Stated exercise
Print, exactly as given, each line of the data from the line containing "the dark gray" up to and including its last line.

Material provided
====

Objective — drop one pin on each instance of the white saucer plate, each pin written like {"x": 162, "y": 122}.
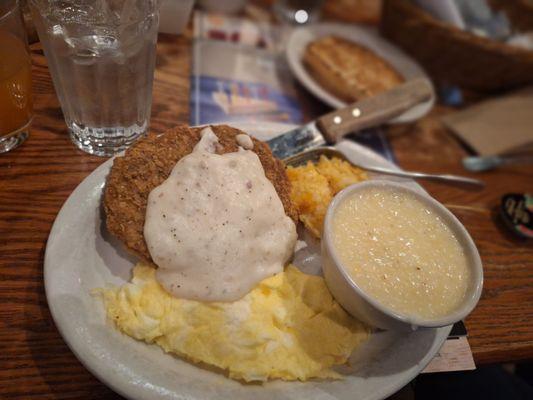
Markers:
{"x": 81, "y": 256}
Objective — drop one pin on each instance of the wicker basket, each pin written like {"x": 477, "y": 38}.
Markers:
{"x": 453, "y": 56}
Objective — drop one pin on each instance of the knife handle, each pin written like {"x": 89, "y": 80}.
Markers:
{"x": 374, "y": 110}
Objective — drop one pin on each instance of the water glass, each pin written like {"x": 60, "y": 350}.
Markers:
{"x": 15, "y": 78}
{"x": 101, "y": 55}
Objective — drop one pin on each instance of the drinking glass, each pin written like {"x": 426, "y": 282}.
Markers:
{"x": 15, "y": 78}
{"x": 101, "y": 55}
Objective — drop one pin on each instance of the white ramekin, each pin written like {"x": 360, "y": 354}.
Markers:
{"x": 367, "y": 309}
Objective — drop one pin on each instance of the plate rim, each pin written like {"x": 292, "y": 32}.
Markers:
{"x": 123, "y": 386}
{"x": 299, "y": 71}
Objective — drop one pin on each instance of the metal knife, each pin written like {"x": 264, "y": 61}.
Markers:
{"x": 372, "y": 111}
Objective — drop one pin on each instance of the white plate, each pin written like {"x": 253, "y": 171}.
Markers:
{"x": 80, "y": 256}
{"x": 368, "y": 37}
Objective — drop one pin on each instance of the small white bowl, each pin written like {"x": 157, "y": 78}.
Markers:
{"x": 367, "y": 309}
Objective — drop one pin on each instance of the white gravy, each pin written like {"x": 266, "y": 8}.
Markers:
{"x": 216, "y": 227}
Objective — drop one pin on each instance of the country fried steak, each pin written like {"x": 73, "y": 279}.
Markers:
{"x": 149, "y": 162}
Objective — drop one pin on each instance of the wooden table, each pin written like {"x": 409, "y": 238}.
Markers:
{"x": 37, "y": 178}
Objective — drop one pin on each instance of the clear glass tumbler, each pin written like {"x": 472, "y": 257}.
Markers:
{"x": 15, "y": 78}
{"x": 101, "y": 55}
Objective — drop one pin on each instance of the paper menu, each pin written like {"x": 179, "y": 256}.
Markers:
{"x": 240, "y": 75}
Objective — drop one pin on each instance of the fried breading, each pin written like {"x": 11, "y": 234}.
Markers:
{"x": 149, "y": 162}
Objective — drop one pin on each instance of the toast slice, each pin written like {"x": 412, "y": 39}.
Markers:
{"x": 348, "y": 70}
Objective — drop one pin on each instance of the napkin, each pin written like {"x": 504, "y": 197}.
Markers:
{"x": 497, "y": 126}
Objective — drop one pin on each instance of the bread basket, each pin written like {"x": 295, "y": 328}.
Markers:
{"x": 454, "y": 56}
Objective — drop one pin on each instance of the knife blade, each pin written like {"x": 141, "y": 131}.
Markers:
{"x": 365, "y": 113}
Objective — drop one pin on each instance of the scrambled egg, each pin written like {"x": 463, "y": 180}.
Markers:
{"x": 313, "y": 188}
{"x": 288, "y": 327}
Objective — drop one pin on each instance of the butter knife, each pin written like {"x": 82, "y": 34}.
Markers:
{"x": 372, "y": 111}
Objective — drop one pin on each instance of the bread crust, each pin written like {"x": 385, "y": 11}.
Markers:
{"x": 348, "y": 70}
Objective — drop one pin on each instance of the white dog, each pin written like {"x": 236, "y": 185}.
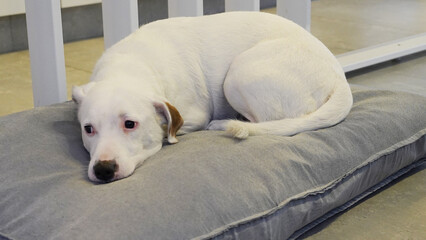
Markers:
{"x": 181, "y": 75}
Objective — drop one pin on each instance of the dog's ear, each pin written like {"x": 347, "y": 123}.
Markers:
{"x": 173, "y": 118}
{"x": 79, "y": 92}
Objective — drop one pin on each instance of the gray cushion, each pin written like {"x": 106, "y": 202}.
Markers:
{"x": 208, "y": 185}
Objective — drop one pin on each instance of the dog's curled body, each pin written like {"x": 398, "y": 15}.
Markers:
{"x": 206, "y": 70}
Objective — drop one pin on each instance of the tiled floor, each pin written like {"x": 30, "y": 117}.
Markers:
{"x": 399, "y": 211}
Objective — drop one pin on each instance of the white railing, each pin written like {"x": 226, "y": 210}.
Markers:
{"x": 121, "y": 18}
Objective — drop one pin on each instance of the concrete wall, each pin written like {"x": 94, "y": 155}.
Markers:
{"x": 86, "y": 21}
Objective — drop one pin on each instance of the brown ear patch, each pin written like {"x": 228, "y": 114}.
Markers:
{"x": 177, "y": 120}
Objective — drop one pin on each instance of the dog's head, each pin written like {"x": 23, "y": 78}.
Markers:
{"x": 121, "y": 127}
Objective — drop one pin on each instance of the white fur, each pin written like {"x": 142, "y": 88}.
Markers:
{"x": 209, "y": 68}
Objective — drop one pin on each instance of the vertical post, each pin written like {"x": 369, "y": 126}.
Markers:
{"x": 45, "y": 42}
{"x": 299, "y": 11}
{"x": 242, "y": 5}
{"x": 120, "y": 18}
{"x": 185, "y": 8}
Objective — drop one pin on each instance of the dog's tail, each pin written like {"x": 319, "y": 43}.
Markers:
{"x": 330, "y": 113}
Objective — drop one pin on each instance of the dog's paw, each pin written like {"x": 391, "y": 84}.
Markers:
{"x": 217, "y": 125}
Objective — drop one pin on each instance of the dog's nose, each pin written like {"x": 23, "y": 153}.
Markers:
{"x": 105, "y": 170}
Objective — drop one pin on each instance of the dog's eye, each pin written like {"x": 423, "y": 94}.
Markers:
{"x": 129, "y": 124}
{"x": 89, "y": 129}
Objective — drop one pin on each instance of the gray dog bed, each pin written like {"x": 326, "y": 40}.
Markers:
{"x": 208, "y": 185}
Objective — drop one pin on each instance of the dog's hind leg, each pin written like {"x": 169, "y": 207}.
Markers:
{"x": 279, "y": 84}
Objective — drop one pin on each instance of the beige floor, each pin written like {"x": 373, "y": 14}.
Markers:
{"x": 399, "y": 211}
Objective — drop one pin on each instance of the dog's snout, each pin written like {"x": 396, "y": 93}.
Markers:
{"x": 105, "y": 170}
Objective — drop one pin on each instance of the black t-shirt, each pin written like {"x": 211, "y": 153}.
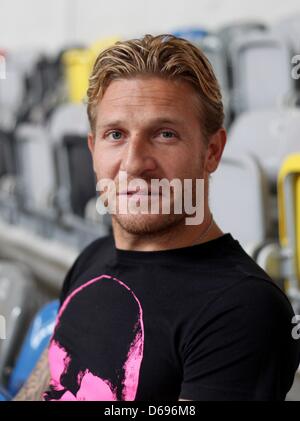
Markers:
{"x": 200, "y": 323}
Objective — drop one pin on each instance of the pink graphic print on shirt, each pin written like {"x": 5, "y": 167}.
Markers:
{"x": 120, "y": 336}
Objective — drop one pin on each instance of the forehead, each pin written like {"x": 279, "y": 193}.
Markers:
{"x": 150, "y": 95}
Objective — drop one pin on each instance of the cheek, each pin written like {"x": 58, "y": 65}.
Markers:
{"x": 106, "y": 162}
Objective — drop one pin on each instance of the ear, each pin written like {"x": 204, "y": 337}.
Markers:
{"x": 215, "y": 150}
{"x": 91, "y": 146}
{"x": 91, "y": 143}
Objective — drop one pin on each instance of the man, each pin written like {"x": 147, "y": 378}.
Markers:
{"x": 165, "y": 309}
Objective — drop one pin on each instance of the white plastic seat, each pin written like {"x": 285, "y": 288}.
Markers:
{"x": 261, "y": 68}
{"x": 239, "y": 200}
{"x": 17, "y": 306}
{"x": 270, "y": 135}
{"x": 36, "y": 171}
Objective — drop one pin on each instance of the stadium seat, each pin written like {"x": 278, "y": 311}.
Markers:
{"x": 261, "y": 69}
{"x": 17, "y": 306}
{"x": 270, "y": 135}
{"x": 36, "y": 179}
{"x": 69, "y": 128}
{"x": 289, "y": 222}
{"x": 246, "y": 217}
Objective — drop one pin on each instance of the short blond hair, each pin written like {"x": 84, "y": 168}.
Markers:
{"x": 165, "y": 56}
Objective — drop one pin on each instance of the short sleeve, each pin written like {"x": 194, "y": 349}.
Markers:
{"x": 242, "y": 347}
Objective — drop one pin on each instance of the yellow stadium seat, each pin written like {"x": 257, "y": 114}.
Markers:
{"x": 289, "y": 216}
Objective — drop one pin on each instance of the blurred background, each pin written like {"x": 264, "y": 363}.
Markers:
{"x": 47, "y": 186}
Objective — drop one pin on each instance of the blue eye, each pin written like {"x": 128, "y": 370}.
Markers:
{"x": 116, "y": 135}
{"x": 167, "y": 134}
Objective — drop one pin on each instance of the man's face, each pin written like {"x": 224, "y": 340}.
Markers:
{"x": 149, "y": 128}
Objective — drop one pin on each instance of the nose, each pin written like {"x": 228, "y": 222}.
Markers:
{"x": 138, "y": 159}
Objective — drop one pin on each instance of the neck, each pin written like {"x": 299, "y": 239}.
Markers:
{"x": 181, "y": 235}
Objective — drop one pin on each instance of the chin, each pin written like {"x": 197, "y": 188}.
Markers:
{"x": 147, "y": 224}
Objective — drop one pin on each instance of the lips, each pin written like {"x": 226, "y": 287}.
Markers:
{"x": 138, "y": 193}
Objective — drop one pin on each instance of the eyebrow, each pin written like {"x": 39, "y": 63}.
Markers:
{"x": 153, "y": 122}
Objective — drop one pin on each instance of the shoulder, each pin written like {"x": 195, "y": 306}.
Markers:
{"x": 99, "y": 250}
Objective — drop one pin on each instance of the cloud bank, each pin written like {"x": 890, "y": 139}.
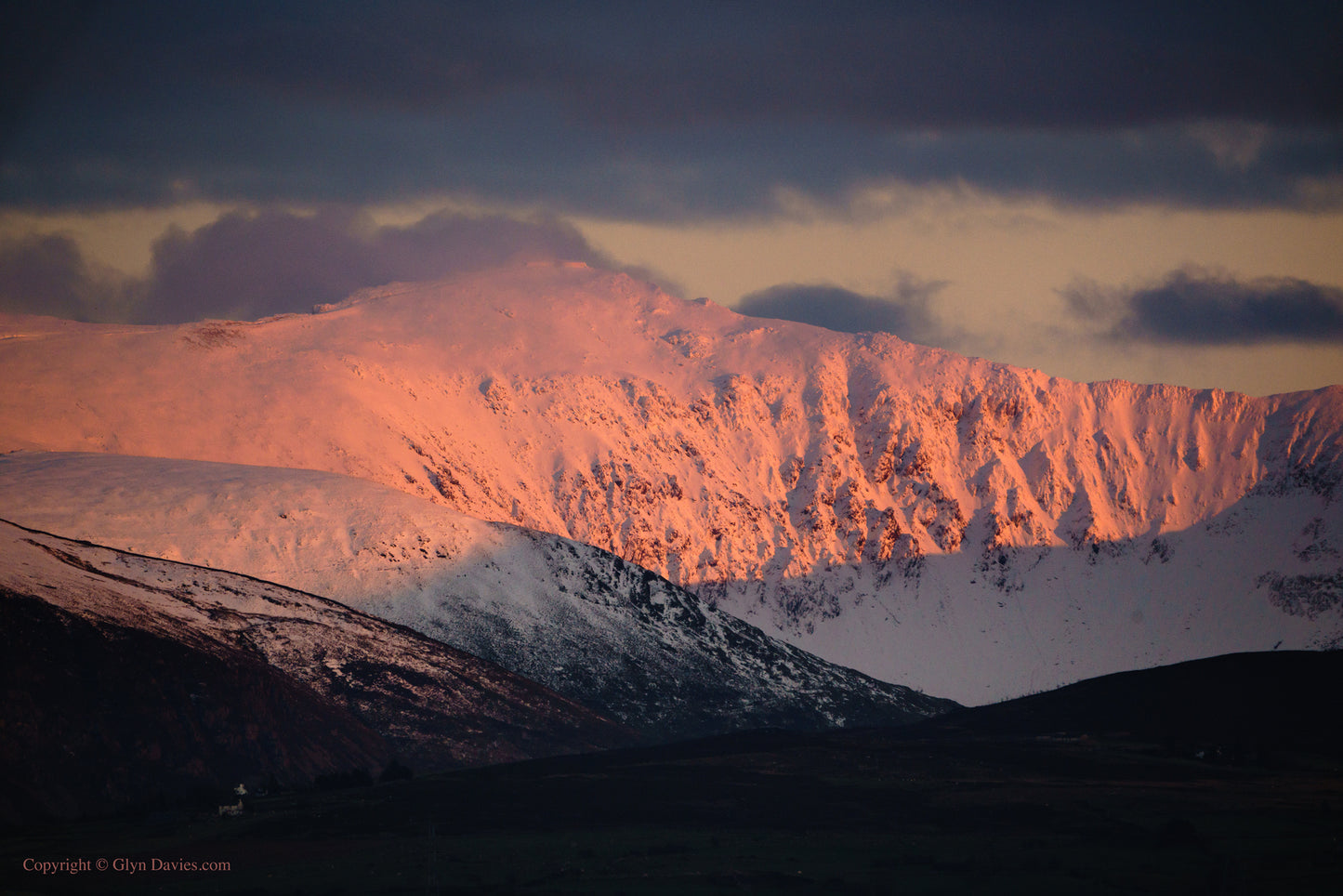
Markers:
{"x": 246, "y": 266}
{"x": 1195, "y": 307}
{"x": 669, "y": 111}
{"x": 905, "y": 312}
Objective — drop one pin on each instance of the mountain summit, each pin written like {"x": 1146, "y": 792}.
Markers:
{"x": 965, "y": 527}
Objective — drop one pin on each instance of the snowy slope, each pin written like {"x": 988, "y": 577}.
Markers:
{"x": 850, "y": 494}
{"x": 250, "y": 661}
{"x": 578, "y": 619}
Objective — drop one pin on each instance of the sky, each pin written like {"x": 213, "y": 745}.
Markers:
{"x": 1146, "y": 191}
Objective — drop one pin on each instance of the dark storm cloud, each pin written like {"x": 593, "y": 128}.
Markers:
{"x": 663, "y": 109}
{"x": 48, "y": 276}
{"x": 1204, "y": 308}
{"x": 905, "y": 312}
{"x": 249, "y": 266}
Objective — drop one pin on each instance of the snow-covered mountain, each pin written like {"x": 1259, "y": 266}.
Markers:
{"x": 968, "y": 528}
{"x": 127, "y": 678}
{"x": 602, "y": 632}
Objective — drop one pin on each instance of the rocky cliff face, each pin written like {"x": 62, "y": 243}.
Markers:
{"x": 783, "y": 472}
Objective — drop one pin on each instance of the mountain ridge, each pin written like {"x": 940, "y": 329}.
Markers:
{"x": 793, "y": 476}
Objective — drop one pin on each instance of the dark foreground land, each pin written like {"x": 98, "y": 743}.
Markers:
{"x": 975, "y": 803}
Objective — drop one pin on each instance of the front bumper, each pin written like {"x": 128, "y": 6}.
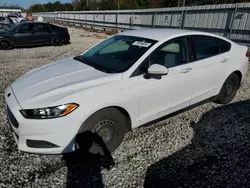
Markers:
{"x": 46, "y": 136}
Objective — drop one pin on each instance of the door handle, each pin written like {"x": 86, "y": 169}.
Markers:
{"x": 186, "y": 70}
{"x": 224, "y": 60}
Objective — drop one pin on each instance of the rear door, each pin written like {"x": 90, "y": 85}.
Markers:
{"x": 43, "y": 33}
{"x": 25, "y": 35}
{"x": 210, "y": 61}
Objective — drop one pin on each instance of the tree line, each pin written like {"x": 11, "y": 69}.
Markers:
{"x": 78, "y": 5}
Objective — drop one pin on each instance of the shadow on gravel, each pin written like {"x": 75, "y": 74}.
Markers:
{"x": 217, "y": 157}
{"x": 84, "y": 168}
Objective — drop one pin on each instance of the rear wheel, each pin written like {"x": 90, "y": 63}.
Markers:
{"x": 6, "y": 27}
{"x": 57, "y": 41}
{"x": 5, "y": 44}
{"x": 229, "y": 89}
{"x": 109, "y": 124}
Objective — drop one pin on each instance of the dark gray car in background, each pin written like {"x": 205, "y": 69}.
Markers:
{"x": 6, "y": 23}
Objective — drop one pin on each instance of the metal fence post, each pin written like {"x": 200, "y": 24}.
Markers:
{"x": 132, "y": 19}
{"x": 153, "y": 19}
{"x": 232, "y": 22}
{"x": 116, "y": 18}
{"x": 183, "y": 21}
{"x": 103, "y": 18}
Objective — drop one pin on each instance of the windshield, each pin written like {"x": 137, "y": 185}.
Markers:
{"x": 116, "y": 54}
{"x": 14, "y": 28}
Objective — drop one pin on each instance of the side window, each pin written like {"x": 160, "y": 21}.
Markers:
{"x": 115, "y": 47}
{"x": 172, "y": 53}
{"x": 224, "y": 45}
{"x": 26, "y": 28}
{"x": 205, "y": 47}
{"x": 42, "y": 27}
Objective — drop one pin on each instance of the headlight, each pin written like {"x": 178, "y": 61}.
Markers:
{"x": 49, "y": 112}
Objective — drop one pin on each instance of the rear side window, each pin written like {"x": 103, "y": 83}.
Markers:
{"x": 26, "y": 28}
{"x": 53, "y": 27}
{"x": 42, "y": 27}
{"x": 224, "y": 45}
{"x": 205, "y": 47}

====

Final result
Objective — drop one pin on each instance of the dark gray car in background, each pin written like {"x": 205, "y": 69}.
Markers:
{"x": 6, "y": 23}
Objective — drop one pin on each instance of the metal fence post, each pin written like {"x": 200, "y": 24}.
Markers:
{"x": 132, "y": 19}
{"x": 153, "y": 19}
{"x": 232, "y": 22}
{"x": 116, "y": 18}
{"x": 183, "y": 21}
{"x": 103, "y": 18}
Objective — drop one pin on each instance of the windshield, each pin written like {"x": 137, "y": 185}.
Markers:
{"x": 116, "y": 54}
{"x": 14, "y": 28}
Objective — drop one pin on each instance of the side window, each pin written like {"x": 160, "y": 21}.
Markers:
{"x": 115, "y": 47}
{"x": 172, "y": 53}
{"x": 224, "y": 45}
{"x": 26, "y": 28}
{"x": 205, "y": 47}
{"x": 42, "y": 27}
Objective — drop one pin on each instance of the headlight, each pin written like {"x": 178, "y": 61}.
Markers:
{"x": 49, "y": 112}
Objective — drop one pin on each instance of the rear side window, each pin written like {"x": 103, "y": 83}.
Markers:
{"x": 26, "y": 28}
{"x": 53, "y": 27}
{"x": 42, "y": 27}
{"x": 224, "y": 45}
{"x": 205, "y": 47}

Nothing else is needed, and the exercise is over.